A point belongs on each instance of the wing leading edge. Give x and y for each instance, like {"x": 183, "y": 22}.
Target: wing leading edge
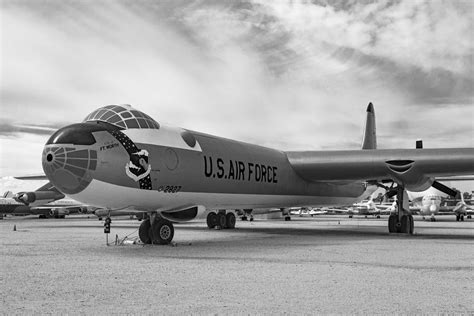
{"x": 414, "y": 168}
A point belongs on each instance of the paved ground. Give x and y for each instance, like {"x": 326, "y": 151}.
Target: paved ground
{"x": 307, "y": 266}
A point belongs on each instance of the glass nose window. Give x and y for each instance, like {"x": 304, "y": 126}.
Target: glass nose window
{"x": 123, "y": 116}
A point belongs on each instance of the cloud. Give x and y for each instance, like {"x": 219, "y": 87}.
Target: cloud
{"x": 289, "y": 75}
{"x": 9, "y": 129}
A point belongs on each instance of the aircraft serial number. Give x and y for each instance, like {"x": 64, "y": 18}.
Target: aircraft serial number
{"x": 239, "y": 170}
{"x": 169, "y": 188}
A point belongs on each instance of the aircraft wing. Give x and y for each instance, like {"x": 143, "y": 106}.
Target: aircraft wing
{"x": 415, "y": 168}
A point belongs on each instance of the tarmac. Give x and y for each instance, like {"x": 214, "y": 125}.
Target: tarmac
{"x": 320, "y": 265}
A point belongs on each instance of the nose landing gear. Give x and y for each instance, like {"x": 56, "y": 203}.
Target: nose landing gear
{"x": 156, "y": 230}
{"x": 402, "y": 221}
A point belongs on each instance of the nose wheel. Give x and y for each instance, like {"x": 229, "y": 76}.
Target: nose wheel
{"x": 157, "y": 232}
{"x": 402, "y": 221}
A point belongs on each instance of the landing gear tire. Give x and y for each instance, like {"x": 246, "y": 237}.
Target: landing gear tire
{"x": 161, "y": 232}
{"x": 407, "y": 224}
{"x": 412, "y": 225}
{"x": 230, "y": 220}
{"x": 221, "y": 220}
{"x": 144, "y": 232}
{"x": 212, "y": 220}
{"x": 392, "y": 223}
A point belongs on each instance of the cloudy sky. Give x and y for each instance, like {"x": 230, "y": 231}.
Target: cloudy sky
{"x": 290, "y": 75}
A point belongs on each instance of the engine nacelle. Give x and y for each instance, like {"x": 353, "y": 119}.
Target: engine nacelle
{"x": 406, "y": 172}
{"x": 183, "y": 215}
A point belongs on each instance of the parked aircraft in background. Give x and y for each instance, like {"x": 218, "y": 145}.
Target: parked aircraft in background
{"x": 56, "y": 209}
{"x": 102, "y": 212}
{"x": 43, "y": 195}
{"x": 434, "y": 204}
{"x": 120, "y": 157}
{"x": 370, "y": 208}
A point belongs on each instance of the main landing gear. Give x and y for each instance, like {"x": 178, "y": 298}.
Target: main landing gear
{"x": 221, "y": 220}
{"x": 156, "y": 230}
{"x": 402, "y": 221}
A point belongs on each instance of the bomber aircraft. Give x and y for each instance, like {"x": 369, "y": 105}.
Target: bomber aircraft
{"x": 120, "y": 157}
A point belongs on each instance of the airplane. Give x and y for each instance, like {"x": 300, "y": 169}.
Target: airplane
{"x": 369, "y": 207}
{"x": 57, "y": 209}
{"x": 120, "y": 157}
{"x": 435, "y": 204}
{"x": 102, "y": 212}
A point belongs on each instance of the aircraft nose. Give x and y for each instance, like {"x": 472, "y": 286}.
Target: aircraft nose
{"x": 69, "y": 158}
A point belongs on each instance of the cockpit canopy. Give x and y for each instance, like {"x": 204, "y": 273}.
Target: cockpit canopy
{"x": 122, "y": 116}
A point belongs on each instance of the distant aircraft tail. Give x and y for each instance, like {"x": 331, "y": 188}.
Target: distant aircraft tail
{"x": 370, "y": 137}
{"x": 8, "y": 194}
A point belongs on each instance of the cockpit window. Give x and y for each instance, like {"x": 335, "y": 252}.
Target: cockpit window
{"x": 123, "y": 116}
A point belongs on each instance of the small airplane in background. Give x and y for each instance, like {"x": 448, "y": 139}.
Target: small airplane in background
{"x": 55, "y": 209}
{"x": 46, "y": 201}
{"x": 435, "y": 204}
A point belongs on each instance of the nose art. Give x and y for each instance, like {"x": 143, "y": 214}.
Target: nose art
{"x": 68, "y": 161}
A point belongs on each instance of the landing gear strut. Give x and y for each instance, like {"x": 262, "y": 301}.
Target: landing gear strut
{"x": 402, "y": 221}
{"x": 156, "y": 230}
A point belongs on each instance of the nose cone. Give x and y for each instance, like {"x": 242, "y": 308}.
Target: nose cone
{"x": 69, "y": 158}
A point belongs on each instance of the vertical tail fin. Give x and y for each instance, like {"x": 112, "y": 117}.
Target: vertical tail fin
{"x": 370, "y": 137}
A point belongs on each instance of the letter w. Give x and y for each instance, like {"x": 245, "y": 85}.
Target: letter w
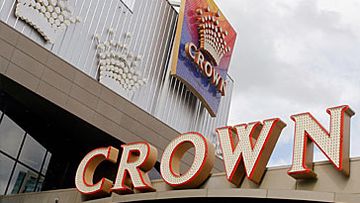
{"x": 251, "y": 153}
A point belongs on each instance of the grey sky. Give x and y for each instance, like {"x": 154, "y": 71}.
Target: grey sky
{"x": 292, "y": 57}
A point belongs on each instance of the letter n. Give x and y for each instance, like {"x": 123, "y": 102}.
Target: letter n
---
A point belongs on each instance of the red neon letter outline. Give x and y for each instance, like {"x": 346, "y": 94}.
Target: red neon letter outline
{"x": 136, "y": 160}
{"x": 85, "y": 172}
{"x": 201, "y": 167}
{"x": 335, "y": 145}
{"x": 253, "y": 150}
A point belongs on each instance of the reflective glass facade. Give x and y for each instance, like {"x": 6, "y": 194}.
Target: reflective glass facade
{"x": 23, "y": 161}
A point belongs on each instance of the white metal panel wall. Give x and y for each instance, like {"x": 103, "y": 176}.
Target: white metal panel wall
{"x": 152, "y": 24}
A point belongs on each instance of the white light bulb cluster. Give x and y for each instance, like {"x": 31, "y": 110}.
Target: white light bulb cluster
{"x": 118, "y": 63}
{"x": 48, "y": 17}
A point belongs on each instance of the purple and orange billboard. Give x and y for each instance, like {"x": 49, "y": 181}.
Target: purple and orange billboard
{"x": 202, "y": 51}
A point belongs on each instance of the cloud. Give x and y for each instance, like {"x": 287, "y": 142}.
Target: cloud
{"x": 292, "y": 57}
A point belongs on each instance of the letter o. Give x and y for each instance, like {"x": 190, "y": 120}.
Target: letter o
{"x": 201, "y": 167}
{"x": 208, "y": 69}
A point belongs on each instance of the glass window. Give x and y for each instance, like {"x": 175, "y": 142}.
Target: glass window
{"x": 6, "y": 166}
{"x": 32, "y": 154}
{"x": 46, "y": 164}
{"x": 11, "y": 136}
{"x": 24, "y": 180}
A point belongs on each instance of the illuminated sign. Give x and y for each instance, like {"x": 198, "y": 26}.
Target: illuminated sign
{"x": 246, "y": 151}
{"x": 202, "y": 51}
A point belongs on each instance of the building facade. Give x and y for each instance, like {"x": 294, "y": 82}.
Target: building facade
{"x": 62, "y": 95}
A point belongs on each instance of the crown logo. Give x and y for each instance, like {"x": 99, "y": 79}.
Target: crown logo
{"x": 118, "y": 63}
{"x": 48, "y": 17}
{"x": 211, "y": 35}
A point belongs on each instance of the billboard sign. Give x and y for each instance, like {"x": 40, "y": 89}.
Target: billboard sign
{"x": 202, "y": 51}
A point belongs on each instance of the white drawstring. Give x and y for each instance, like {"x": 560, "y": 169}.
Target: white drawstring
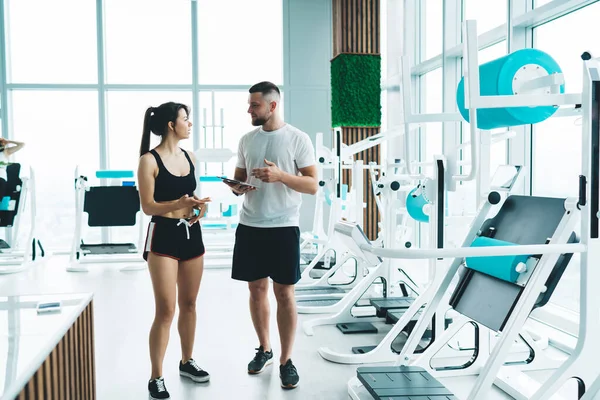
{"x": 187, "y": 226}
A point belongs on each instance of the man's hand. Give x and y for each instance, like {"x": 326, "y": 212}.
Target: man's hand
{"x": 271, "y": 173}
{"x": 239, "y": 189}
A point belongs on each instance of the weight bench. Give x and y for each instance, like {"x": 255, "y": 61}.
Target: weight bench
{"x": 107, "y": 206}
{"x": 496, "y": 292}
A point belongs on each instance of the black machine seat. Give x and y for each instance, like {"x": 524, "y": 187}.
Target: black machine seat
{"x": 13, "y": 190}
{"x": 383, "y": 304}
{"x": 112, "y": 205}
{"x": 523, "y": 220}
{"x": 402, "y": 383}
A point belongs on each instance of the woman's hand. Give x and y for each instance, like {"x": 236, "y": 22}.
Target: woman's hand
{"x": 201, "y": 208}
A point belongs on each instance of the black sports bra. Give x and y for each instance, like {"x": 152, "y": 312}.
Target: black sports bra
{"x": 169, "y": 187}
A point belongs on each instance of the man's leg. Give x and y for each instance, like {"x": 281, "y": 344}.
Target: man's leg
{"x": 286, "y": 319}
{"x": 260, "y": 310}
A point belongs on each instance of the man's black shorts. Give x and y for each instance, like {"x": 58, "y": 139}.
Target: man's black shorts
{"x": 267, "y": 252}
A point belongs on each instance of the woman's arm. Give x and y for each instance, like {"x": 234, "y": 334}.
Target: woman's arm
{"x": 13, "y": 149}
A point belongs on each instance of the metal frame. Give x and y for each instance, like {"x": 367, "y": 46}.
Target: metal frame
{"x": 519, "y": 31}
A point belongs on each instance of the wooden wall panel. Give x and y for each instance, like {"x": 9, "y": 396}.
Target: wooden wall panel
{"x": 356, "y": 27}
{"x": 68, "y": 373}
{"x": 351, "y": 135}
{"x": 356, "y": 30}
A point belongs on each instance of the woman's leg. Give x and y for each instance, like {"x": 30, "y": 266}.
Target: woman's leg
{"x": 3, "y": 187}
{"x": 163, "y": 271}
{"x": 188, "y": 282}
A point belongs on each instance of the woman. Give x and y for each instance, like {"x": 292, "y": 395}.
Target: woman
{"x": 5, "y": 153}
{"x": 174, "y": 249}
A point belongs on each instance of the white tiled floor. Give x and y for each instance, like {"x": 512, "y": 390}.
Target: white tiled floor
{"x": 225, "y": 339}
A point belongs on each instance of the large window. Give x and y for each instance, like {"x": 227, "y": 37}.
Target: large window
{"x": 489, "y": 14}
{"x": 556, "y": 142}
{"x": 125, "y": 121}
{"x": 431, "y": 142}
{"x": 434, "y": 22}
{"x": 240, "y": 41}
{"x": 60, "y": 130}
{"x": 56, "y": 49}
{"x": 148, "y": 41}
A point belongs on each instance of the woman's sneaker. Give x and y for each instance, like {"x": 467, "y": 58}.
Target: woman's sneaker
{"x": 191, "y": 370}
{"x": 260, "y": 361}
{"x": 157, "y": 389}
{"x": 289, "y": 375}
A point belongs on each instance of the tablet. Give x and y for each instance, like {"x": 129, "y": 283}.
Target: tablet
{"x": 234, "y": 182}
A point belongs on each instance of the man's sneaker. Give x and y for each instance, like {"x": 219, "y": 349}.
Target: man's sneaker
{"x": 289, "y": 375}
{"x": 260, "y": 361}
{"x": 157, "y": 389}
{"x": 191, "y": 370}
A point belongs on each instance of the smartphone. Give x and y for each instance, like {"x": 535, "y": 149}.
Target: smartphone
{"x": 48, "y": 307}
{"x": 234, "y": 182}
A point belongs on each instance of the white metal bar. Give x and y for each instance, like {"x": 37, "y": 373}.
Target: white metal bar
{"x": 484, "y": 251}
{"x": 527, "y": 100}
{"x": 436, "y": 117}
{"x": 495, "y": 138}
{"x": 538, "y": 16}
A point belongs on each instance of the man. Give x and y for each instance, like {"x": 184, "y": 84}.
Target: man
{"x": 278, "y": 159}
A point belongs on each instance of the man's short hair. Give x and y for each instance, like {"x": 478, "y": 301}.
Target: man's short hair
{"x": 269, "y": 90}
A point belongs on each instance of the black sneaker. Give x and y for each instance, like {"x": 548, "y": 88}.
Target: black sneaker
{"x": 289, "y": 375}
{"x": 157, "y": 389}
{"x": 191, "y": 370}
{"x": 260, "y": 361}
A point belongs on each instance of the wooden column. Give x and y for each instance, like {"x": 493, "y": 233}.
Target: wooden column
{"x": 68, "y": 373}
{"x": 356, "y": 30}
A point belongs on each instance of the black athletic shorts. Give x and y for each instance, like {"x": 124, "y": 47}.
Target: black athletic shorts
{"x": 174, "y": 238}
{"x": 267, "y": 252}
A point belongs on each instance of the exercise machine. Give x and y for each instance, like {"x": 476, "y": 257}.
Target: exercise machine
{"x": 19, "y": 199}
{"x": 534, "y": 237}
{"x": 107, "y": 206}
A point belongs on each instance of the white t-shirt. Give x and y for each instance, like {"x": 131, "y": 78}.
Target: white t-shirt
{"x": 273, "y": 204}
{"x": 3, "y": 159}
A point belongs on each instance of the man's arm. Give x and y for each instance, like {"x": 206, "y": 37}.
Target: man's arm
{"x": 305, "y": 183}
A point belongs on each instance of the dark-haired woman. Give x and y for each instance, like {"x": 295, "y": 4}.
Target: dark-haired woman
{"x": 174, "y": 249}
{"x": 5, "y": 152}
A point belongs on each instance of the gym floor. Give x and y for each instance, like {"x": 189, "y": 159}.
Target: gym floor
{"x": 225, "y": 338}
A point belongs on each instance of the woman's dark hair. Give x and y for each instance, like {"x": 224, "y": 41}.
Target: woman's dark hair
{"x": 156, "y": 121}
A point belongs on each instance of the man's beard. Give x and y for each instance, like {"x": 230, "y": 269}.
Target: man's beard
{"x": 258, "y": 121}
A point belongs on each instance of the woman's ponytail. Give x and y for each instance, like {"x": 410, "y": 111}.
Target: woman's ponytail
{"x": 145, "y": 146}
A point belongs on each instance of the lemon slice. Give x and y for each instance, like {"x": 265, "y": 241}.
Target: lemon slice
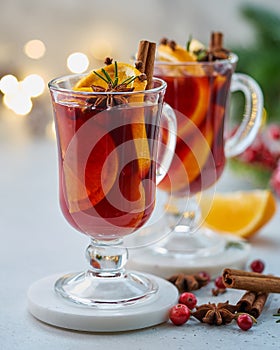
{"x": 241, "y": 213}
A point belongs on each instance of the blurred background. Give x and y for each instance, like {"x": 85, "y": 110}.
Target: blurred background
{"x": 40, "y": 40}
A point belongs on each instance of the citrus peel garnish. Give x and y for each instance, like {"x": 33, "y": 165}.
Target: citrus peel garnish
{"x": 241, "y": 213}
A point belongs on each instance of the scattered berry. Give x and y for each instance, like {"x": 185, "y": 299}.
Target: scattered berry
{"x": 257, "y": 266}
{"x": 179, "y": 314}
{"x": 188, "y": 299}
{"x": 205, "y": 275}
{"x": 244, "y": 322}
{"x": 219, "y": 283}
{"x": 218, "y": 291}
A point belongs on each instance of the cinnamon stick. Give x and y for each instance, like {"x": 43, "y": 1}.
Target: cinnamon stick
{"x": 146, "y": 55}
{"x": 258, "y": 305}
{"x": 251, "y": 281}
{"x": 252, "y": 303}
...
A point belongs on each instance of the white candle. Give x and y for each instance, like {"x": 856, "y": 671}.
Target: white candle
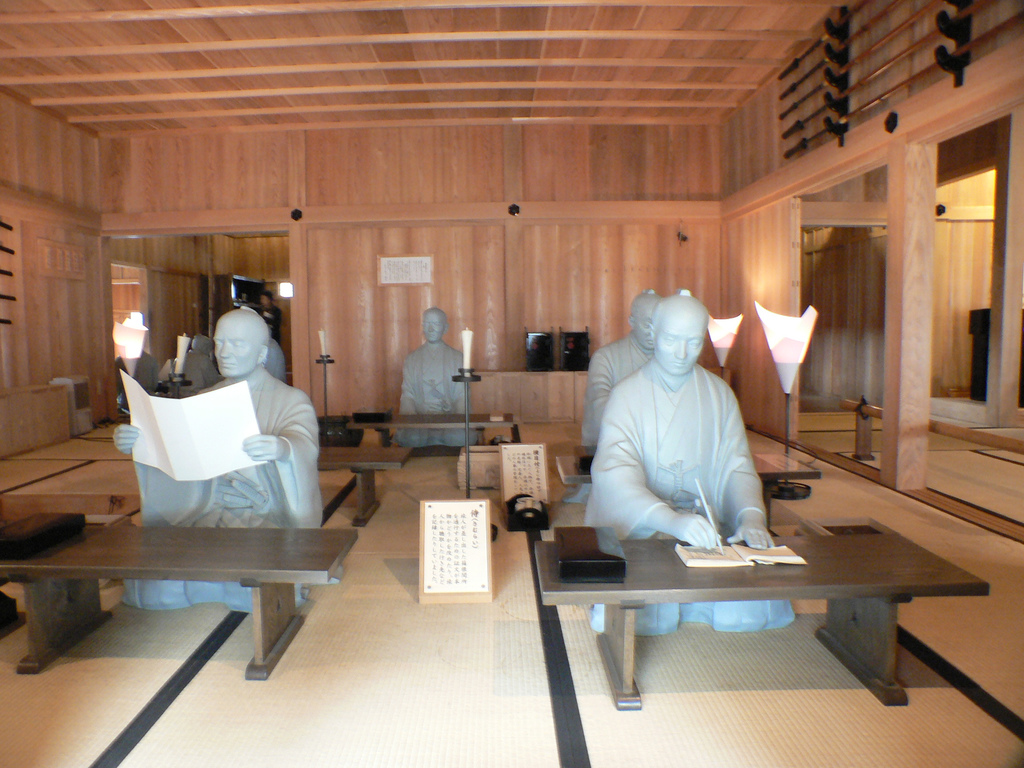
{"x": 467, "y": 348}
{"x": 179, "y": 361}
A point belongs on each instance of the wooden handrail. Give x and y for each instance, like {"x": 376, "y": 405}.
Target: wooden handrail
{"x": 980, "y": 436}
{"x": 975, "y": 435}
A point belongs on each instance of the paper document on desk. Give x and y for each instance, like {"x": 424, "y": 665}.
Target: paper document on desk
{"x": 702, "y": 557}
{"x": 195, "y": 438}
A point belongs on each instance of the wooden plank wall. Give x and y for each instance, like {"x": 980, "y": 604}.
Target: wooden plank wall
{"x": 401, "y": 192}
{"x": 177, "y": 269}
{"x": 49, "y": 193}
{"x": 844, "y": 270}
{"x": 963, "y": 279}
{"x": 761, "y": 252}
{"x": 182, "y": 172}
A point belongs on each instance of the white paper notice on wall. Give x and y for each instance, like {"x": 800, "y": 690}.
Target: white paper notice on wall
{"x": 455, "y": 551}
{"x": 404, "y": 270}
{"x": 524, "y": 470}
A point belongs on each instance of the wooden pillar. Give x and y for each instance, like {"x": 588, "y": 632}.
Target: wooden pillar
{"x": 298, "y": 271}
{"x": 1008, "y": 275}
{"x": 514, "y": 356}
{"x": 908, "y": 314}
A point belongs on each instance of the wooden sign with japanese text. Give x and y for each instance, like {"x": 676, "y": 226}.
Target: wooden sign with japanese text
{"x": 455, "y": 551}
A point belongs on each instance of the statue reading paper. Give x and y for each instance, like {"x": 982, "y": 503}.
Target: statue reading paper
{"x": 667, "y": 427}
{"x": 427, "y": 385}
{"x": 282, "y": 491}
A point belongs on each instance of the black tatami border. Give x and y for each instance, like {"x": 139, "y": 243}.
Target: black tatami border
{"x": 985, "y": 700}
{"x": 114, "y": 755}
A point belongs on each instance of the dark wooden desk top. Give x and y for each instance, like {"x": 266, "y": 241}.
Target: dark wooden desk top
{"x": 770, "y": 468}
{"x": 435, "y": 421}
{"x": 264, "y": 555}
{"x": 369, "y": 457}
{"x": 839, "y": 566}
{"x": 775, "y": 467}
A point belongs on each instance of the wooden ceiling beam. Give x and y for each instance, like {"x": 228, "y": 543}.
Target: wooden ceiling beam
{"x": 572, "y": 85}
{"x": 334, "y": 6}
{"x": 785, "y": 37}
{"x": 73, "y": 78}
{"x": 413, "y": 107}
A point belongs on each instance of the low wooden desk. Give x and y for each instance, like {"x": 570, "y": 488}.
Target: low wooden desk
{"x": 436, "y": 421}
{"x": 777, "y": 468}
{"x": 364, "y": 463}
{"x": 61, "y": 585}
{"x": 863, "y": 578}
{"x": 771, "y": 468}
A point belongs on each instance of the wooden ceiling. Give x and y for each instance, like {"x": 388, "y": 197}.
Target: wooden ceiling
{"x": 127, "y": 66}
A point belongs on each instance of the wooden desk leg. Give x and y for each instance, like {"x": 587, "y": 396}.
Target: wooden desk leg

**REQUIREMENT:**
Pull out every line of the records above that contains the string "engine", matching case exactly.

**SOLUTION TO THIS PROBLEM:**
A point belongs on each instance of the engine nacelle. Give x and y for each instance, like {"x": 353, "y": 119}.
Target: engine nacelle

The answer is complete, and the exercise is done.